Find each line in the data below that contains the word "every", and copy those lines out. Matches are case-sensitive.
___
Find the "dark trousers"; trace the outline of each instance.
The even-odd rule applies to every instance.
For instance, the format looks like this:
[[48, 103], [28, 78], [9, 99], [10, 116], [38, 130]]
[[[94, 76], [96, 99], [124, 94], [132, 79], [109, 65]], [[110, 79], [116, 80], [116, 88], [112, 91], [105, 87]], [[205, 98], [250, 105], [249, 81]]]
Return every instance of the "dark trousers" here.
___
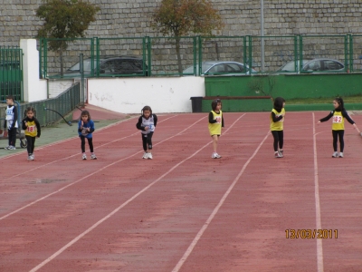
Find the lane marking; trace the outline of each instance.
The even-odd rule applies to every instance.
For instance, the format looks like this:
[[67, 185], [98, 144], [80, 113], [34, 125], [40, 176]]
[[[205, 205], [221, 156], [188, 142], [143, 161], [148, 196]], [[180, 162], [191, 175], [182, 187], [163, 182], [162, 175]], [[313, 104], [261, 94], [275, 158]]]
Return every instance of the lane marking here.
___
§ **THE SOLUTION**:
The even-odd rule applies to every instance.
Return every instance of the "dark trousers" here.
The even-odd rule applies to every instance.
Return every instance of the lane marking here.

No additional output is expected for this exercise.